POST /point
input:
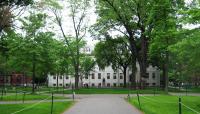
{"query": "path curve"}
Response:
(102, 104)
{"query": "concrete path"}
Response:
(33, 101)
(102, 104)
(184, 94)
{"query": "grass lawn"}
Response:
(19, 97)
(111, 91)
(166, 104)
(42, 108)
(183, 90)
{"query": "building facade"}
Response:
(106, 78)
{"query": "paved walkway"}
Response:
(102, 104)
(184, 94)
(32, 101)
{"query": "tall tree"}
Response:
(117, 55)
(78, 14)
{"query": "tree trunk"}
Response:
(166, 72)
(133, 77)
(33, 75)
(57, 82)
(124, 72)
(76, 78)
(143, 60)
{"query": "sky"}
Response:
(91, 19)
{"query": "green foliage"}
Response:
(15, 2)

## BRIEF
Check each line of the entries above for the string "path", and return those that contain it.

## RESPONSE AREA
{"query": "path curve"}
{"query": "concrete path"}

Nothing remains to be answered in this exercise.